> [TASK]: Please give every line of the records below as a Markdown table with the columns "Row" and "Line", numbering each row and leaving out any blank lines.

- - - - -

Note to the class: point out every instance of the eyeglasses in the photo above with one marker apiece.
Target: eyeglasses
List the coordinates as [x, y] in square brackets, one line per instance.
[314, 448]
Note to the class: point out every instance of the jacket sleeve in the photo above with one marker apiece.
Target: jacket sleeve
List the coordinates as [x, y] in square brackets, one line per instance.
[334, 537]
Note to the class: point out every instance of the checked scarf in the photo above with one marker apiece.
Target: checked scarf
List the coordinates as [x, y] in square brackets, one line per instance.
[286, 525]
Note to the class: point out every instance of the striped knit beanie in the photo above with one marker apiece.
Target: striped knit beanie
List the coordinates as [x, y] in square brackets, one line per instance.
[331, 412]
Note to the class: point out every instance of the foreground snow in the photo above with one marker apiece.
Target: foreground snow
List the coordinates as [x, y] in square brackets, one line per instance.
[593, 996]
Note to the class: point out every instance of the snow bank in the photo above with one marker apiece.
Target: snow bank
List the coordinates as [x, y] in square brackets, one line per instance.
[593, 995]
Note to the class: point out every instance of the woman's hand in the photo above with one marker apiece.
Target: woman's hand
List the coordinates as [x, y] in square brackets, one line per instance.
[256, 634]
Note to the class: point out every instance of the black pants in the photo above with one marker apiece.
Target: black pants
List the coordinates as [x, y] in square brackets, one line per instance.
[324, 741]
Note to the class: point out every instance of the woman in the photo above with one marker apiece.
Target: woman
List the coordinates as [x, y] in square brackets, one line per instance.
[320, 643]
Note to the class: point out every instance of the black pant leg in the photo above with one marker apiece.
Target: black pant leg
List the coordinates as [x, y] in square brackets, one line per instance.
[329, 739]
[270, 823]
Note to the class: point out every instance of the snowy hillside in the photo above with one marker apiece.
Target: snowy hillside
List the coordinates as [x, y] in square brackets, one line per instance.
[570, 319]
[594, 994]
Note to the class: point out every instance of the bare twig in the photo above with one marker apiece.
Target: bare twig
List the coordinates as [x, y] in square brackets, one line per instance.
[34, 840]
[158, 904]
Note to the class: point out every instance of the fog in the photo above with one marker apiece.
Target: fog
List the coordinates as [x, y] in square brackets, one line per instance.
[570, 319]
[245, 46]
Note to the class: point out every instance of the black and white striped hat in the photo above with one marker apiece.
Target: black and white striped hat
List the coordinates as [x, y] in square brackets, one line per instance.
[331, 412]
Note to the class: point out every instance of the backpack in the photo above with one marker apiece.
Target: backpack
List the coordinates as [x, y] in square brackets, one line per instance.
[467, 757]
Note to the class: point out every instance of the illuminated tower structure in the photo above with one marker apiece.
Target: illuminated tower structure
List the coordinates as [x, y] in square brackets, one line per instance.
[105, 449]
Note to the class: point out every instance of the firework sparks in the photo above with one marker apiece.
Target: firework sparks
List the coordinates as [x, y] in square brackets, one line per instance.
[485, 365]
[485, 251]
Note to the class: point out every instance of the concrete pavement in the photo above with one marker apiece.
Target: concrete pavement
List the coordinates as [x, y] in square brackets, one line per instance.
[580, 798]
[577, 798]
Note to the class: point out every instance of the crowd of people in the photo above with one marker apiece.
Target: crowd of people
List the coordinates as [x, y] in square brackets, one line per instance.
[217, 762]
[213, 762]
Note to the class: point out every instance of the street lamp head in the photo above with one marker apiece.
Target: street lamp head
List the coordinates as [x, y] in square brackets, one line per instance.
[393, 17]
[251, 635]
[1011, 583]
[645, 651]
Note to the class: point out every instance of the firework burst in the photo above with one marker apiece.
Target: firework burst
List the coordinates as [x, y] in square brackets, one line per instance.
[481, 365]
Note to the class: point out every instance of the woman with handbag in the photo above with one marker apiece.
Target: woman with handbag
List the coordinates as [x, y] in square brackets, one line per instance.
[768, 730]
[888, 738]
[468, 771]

- - - - -

> [OUTPUT]:
| Row | Line |
|---|---|
| 1 | Note to the class: point out every instance of the eyeglasses in the photo above with one marker apiece. |
| 2 | Target: eyeglasses |
| 3 | List the coordinates as [x, y] in square brackets, one line per instance. |
| 4 | [314, 448] |
| 5 | Note to the class: point out every instance of the jacket sleeve in the photo above with one marker apiece. |
| 6 | Target: jacket sleeve |
| 7 | List the coordinates as [x, y] in square brackets, one line per instance. |
| 8 | [334, 537] |
| 9 | Note to the class: point out every instance of the checked scarf in the photo above with one marker apiece. |
| 10 | Target: checked scarf |
| 11 | List the coordinates as [x, y] in square brackets, one line per instance. |
| 12 | [286, 525] |
| 13 | Note to the class: point out every instance of the striped knit beanie in the photo above with one marker apiece. |
| 14 | Target: striped knit beanie |
| 15 | List the coordinates as [x, y] in square brackets, one line per instance. |
| 16 | [331, 412] |
| 17 | Note to the class: point out every instance of the foreground snow in the photo above with one marker apiece. |
| 18 | Target: foreground snow |
| 19 | List the coordinates as [x, y] in square brackets, one line per instance. |
| 20 | [593, 996] |
| 21 | Note to the class: point out every instance of the snow bank in the photo above with one marker apiece. |
| 22 | Target: snow bank |
| 23 | List the coordinates as [x, y] in square brackets, one line per instance. |
| 24 | [593, 995] |
| 25 | Note to the class: point out every instance of the woman's hand in the photo above with one marker apiece. |
| 26 | Target: woman's hand |
| 27 | List the coordinates as [x, y] in square brackets, one line per instance. |
| 28 | [256, 634] |
| 29 | Note to the class: point out every instance of the black pants in the photo above with one marker apiece. |
| 30 | Target: black pants |
| 31 | List the coordinates as [x, y] in square brackets, one line per instance. |
| 32 | [324, 741] |
| 33 | Note to the class: point out every instance of the woman in the photo above with one marker apiece. |
| 34 | Target: woman |
| 35 | List the coordinates as [x, y] in square brackets, one line per instance. |
| 36 | [320, 643] |
| 37 | Note to the class: point out every instance of the black pant leg in the photo above with one marker apiece. |
| 38 | Target: black pant leg |
| 39 | List the coordinates as [x, y] in square brackets, one line per instance. |
| 40 | [329, 739] |
| 41 | [270, 823] |
| 42 | Note to the class: point out every instance of the snowy hillside in the photo above with one marker apiece. |
| 43 | Target: snowy hillside |
| 44 | List the coordinates as [x, y] in square brackets, one line per instance. |
| 45 | [570, 319] |
| 46 | [594, 994] |
| 47 | Note to the class: point out every instance of the bare twig in the photo above with one marker apiece. |
| 48 | Target: bare twig |
| 49 | List the coordinates as [x, y] in square brackets, one line per instance. |
| 50 | [34, 840] |
| 51 | [158, 904] |
| 52 | Note to the class: point out every instance of the fog in the photo above with one marker apiece. |
| 53 | Target: fog |
| 54 | List the coordinates as [x, y] in square brackets, one line per instance. |
| 55 | [570, 319] |
| 56 | [245, 46] |
| 57 | Note to the class: point out every instance of the black and white striped hat in the photo above with one marker apiece. |
| 58 | Target: black and white striped hat |
| 59 | List the coordinates as [x, y] in square brackets, one line per instance. |
| 60 | [331, 412] |
| 61 | Note to the class: point out every instance of the backpack in the photo above with one marker apiece. |
| 62 | Target: backpack |
| 63 | List the coordinates as [x, y] in square brackets, one line per instance. |
| 64 | [467, 757] |
| 65 | Note to the class: point out every instance of the illuminated tower structure in the photo above with one marker apiece. |
| 66 | Target: illuminated tower structure |
| 67 | List the coordinates as [x, y] in square brackets, one line per instance. |
| 68 | [105, 449] |
| 69 | Note to the class: point out every instance of the firework sparks in the photo above with one marker apiece. |
| 70 | Target: firework sparks |
| 71 | List the coordinates as [x, y] in square brackets, one line per instance. |
| 72 | [485, 365] |
| 73 | [485, 251] |
| 74 | Note to the class: point out every instance of the concrete pavement in the photo above with one marker apiece. |
| 75 | Target: concrete pavement |
| 76 | List the coordinates as [x, y] in square brackets, one line per instance. |
| 77 | [580, 798] |
| 78 | [577, 798] |
| 79 | Note to the class: point out every instance of the crowd of people in the photo above with one marker apiece. |
| 80 | Target: crowd of people |
| 81 | List the coordinates as [x, y] in square brackets, one line per instance. |
| 82 | [217, 762] |
| 83 | [213, 762] |
| 84 | Note to the class: point out every instance of the street lamp head in the photo above with one marker apiece. |
| 85 | Target: street lamp head |
| 86 | List the coordinates as [x, y] in square brackets, one line per instance. |
| 87 | [393, 17] |
| 88 | [251, 635] |
| 89 | [1011, 583] |
| 90 | [645, 651] |
| 91 | Note to the class: point out every instance of the firework burst in the photo above with one marker apiece. |
| 92 | Target: firework burst |
| 93 | List the coordinates as [x, y] in square brackets, one line per instance. |
| 94 | [481, 365] |
| 95 | Note to the class: point out every instance of the woman with handbag in the photo above with one marker apiece. |
| 96 | Target: woman with handbag |
| 97 | List the coordinates as [x, y] in square brackets, one line per instance. |
| 98 | [768, 730] |
| 99 | [888, 738] |
| 100 | [468, 771] |